課題の内容: 以下のデータを最初から最後まで、一字一句変えずにそのまま返してください。

[抽出されたデータ項目]
^^^^

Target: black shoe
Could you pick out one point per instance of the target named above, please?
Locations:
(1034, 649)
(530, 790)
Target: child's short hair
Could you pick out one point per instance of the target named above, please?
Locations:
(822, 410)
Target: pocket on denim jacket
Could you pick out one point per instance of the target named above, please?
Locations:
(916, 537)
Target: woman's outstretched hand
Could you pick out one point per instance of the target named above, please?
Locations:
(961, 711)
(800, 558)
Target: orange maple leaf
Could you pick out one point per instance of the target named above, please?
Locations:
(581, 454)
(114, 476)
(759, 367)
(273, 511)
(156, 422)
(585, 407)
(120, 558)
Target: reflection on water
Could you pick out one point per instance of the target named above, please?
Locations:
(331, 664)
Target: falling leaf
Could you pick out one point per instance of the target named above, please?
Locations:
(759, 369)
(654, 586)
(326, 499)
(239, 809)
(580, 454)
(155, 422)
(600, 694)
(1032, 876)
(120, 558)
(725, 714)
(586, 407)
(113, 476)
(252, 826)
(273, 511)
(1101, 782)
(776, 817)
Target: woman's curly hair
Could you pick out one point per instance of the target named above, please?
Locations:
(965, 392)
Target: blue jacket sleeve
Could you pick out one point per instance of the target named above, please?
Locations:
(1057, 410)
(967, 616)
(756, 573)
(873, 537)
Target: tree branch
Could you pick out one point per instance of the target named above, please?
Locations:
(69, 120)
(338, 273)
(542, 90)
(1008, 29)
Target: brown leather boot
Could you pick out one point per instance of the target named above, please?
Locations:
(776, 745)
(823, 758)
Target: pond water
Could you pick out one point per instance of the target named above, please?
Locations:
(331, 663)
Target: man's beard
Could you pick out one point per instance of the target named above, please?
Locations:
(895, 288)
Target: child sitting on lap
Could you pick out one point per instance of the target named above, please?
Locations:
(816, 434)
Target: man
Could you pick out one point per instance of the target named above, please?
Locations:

^^^^

正しい回答:
Target: black shoe
Could you pick out one point per instance of the target named above, please?
Locations:
(1034, 649)
(530, 790)
Target: child's short hair
Could you pick out one point per instance of the target named above, please?
Locations:
(822, 410)
Target: pocket on denim jacket
Could you pick out one point per instance of the target named above, please?
Locations:
(916, 537)
Target: woman's outstretched hand
Could you pick out one point per instance of the target named above, please?
Locations:
(961, 711)
(800, 558)
Target: orange maple leaf
Could you pick out one point per instance of the target named above, please?
Locations:
(581, 454)
(114, 476)
(759, 367)
(273, 511)
(156, 422)
(585, 407)
(120, 558)
Target: reflection on water
Could you pick out one point per instance of the target named above, please?
Locations:
(331, 664)
Target: falling leaf
Could you pick out one point per instance of the target named above, please?
Locations:
(759, 369)
(654, 586)
(326, 499)
(239, 809)
(580, 454)
(155, 422)
(600, 694)
(1032, 876)
(120, 558)
(725, 714)
(586, 407)
(113, 476)
(252, 826)
(273, 511)
(1101, 782)
(776, 817)
Target: woman's curly hair
Could you pick out one point per instance of the target named above, please?
Locations:
(965, 392)
Target: blue jacket sleeve
Could you pick out one point per instance of the target named above, please?
Locations:
(1057, 410)
(967, 616)
(756, 573)
(873, 537)
Target: tree branch
Could you pick out one point per instance of the target named above, please?
Locations:
(69, 120)
(338, 273)
(542, 90)
(1008, 29)
Target: brown leather boot
Could you pick out one point per instance of the target named above, please?
Locations:
(776, 745)
(823, 758)
Target: pond water
Could you pick out one point per instance of the target named above, please?
Locations:
(331, 663)
Target: man's beard
Could you pick out one point per instance of the target named above, please?
Locations:
(895, 288)
Target: child sitting on lap
Could you pick out one point per instance of the target named above, please?
Locations:
(816, 434)
Target: man
Could you pick out one point per instance of the target named above, please?
Locations:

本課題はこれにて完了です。